Copie sem nenhuma mudança o material da linha que tem "Task: annotate each instance of the still" até a linha que tem "x=601 y=200", incluindo as duas. Deixe as imagens de fora da resposta.

---------- Amostra de dados

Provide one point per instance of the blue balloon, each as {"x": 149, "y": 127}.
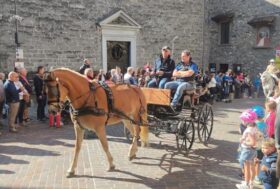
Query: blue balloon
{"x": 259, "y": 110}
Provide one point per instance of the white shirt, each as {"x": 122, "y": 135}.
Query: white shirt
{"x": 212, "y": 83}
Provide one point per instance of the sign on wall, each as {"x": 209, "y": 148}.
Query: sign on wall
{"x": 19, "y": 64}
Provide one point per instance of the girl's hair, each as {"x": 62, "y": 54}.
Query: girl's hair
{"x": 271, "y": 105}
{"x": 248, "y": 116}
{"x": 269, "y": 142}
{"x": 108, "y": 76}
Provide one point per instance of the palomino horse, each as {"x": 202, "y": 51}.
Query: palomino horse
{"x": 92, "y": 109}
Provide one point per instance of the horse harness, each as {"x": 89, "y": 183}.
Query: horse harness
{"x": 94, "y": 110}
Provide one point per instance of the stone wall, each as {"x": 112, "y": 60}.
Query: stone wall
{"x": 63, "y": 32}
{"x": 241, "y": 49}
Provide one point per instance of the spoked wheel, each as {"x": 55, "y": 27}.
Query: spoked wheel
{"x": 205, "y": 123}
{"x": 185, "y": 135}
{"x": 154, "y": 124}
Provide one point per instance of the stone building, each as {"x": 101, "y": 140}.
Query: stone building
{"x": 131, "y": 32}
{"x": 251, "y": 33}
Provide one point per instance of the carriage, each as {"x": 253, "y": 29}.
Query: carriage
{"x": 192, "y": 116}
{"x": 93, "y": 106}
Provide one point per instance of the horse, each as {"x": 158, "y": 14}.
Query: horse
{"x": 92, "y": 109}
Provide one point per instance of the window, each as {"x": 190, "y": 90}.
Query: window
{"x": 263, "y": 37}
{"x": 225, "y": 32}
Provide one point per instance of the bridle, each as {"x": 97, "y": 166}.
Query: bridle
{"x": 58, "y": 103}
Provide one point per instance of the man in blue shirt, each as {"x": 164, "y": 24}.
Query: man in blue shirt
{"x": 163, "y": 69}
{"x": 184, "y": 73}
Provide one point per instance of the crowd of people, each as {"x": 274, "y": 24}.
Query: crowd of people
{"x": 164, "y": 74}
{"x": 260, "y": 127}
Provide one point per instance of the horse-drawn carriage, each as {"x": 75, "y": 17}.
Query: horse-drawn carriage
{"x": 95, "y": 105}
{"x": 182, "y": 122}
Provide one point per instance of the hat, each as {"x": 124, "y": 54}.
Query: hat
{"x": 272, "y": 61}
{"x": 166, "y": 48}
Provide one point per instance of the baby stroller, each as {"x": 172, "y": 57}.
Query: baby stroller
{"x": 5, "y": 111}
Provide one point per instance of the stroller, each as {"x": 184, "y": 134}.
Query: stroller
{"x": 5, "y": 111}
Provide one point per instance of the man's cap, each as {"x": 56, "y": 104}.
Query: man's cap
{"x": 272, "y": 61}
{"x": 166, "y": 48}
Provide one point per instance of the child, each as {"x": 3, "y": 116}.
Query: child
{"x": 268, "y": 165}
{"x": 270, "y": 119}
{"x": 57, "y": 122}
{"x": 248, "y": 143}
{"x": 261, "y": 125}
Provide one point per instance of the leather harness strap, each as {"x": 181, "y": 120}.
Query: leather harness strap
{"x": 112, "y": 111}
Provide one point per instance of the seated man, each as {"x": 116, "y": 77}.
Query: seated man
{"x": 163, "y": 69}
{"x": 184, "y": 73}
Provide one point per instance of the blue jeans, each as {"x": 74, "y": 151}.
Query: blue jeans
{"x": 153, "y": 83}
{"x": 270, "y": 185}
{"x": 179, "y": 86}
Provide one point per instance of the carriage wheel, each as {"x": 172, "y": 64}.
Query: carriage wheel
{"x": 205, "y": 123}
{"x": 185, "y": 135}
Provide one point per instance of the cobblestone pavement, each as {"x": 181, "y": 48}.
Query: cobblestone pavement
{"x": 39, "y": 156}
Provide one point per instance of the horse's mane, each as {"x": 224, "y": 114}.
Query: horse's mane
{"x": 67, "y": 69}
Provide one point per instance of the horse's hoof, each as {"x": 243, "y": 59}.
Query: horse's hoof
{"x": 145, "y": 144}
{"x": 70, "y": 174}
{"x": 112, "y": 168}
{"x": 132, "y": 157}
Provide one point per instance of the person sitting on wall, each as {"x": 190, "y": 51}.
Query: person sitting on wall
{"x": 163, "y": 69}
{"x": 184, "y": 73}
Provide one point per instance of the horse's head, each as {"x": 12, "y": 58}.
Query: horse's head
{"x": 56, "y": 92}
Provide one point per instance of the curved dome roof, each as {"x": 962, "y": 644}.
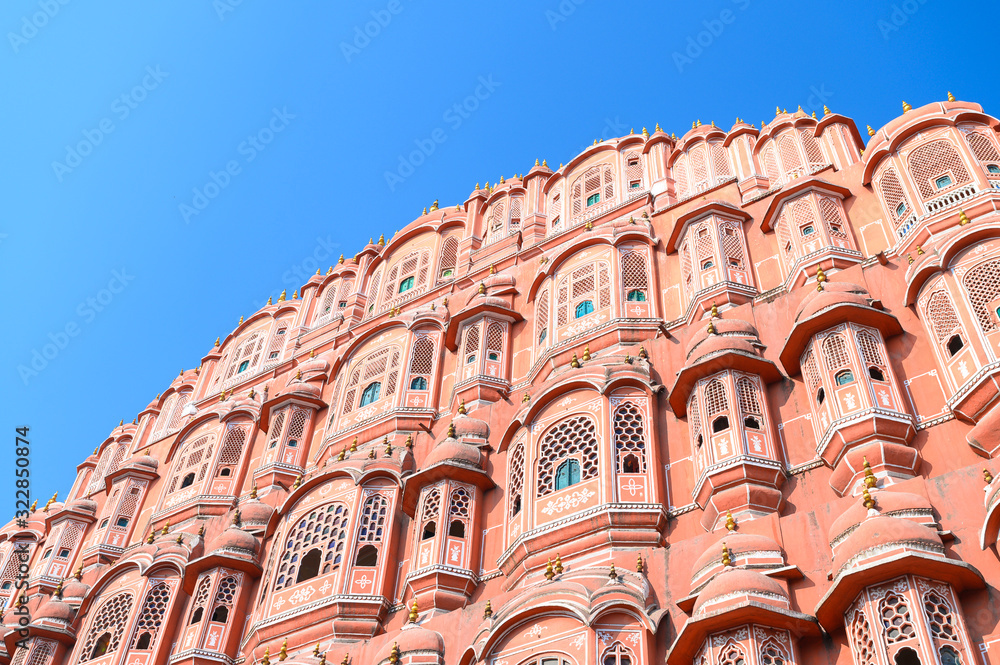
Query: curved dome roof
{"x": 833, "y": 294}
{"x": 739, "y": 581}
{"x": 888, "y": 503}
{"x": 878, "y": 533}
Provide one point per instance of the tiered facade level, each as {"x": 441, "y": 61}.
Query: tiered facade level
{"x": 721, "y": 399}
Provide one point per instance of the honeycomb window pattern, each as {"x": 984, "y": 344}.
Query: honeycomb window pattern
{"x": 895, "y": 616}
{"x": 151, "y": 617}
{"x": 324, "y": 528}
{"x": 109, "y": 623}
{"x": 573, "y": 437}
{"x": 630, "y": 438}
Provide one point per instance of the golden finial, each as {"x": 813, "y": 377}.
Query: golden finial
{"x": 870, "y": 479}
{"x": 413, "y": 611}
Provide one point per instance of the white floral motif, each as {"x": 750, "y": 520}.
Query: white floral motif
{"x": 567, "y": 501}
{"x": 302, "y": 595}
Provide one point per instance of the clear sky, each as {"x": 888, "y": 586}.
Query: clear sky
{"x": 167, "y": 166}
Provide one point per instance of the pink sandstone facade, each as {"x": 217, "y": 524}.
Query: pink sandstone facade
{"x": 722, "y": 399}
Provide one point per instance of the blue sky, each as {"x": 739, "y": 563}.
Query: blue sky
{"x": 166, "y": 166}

--------------------
---------- Amostra de dados

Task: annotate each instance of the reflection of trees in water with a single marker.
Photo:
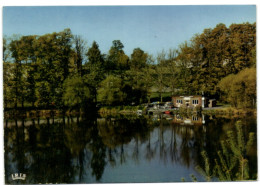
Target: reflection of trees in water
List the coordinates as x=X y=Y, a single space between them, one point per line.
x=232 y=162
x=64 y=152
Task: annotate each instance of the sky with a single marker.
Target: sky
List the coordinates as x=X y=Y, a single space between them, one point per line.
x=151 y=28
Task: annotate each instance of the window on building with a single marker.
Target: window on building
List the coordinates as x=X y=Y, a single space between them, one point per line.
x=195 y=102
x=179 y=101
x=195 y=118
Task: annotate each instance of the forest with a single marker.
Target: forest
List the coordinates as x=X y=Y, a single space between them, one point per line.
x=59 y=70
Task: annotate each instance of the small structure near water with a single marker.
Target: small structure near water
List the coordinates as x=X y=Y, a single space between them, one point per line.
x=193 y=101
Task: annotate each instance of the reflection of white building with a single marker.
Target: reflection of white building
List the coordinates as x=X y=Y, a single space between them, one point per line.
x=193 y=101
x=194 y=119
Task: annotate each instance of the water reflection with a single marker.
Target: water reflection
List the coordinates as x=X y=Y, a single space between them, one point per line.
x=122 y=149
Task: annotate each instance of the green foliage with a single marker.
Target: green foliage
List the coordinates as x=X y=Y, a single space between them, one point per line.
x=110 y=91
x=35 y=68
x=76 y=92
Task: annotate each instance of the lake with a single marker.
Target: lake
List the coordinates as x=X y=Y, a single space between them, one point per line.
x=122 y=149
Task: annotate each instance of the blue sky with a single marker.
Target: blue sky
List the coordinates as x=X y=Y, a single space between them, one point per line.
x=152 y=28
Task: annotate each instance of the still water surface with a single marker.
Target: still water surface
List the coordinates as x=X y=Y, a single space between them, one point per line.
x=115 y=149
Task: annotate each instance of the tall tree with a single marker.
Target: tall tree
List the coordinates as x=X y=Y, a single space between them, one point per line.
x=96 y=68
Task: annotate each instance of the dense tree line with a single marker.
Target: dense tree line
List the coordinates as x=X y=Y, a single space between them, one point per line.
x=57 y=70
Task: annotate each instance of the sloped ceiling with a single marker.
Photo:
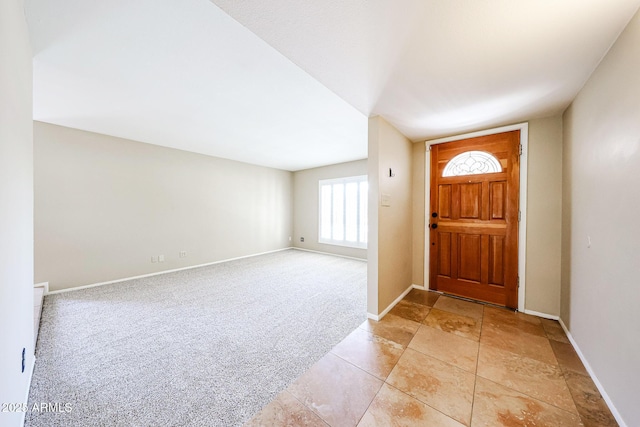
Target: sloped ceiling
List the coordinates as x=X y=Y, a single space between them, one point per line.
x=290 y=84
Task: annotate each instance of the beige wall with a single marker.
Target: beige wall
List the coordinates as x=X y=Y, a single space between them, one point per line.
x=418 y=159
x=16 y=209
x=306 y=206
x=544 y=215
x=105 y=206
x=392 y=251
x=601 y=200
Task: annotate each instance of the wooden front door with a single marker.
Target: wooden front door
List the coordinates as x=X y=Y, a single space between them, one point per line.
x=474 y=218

--------------------
---------- Amostra de dados

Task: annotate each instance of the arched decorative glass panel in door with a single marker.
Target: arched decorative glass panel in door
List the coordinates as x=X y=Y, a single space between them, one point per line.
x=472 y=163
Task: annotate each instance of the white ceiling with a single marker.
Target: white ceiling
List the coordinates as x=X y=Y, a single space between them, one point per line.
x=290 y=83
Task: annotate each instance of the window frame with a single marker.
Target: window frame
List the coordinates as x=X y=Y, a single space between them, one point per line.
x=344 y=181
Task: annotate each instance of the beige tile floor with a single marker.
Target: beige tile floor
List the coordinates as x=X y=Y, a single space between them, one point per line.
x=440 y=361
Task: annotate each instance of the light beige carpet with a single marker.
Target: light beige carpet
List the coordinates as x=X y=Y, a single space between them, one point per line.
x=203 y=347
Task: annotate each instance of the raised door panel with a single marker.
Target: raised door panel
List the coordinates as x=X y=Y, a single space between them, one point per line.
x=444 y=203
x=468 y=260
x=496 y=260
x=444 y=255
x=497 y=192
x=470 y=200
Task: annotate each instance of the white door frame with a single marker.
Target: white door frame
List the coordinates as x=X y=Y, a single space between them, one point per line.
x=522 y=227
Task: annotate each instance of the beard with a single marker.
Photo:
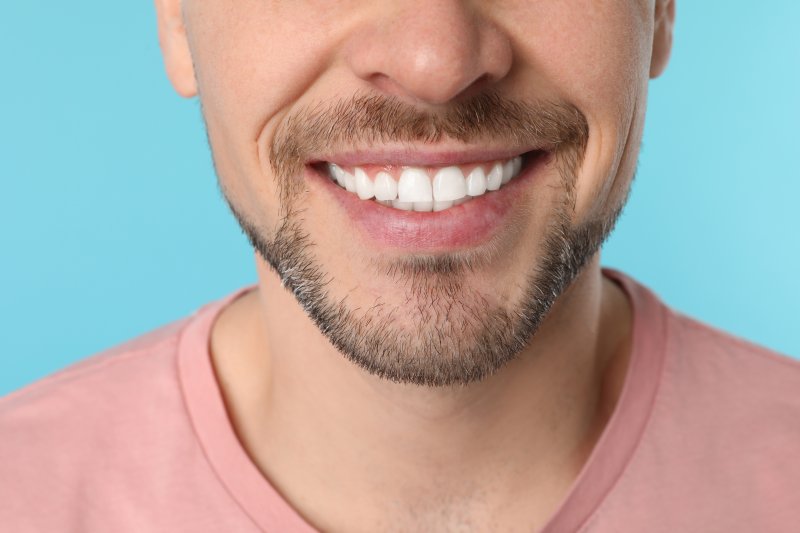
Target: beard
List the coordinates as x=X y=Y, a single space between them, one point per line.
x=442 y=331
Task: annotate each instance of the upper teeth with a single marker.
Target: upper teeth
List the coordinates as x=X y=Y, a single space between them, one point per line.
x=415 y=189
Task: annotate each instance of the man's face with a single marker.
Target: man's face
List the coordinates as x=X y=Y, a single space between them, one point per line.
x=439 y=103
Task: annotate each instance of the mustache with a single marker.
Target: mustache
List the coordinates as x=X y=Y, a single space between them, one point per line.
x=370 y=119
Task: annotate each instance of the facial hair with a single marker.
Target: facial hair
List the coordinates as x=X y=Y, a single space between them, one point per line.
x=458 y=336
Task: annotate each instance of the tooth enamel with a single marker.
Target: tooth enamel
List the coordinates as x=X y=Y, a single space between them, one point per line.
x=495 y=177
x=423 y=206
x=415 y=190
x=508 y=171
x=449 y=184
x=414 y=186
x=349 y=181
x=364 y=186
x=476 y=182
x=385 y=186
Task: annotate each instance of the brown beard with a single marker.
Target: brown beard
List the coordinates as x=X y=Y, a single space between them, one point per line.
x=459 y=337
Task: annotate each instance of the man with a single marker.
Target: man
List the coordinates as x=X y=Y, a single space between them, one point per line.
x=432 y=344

--------------------

(Resultado do exercício):
Task: annotate each instance of the still water surface with a single marker.
Target: still water surface
List the coordinates as x=X y=Y, a single space between them, one point per line.
x=115 y=149
Task: annotate each instance of the tall tree with a single marker.
Target: tall tree
List the coordinates as x=X y=Y, a single space between them, one point per line.
x=96 y=68
Task: annotate each instance of the dense tree line with a single marker.
Target: dense tree line
List the coordinates as x=X y=Y, a single space between them, one point per line.
x=57 y=70
Task: annotate each instance of the sloped ceiling with a single marker.
Photo:
Target: sloped ceiling
List the coordinates as x=X y=Y, a single space between them, one point per line.
x=290 y=84
Task: annotate each instance of the beige wall with a single marker.
Target: beige wall
List the coordinates as x=X y=Y, a single space between them, one point per line.
x=418 y=159
x=16 y=209
x=306 y=206
x=544 y=215
x=105 y=206
x=392 y=251
x=601 y=200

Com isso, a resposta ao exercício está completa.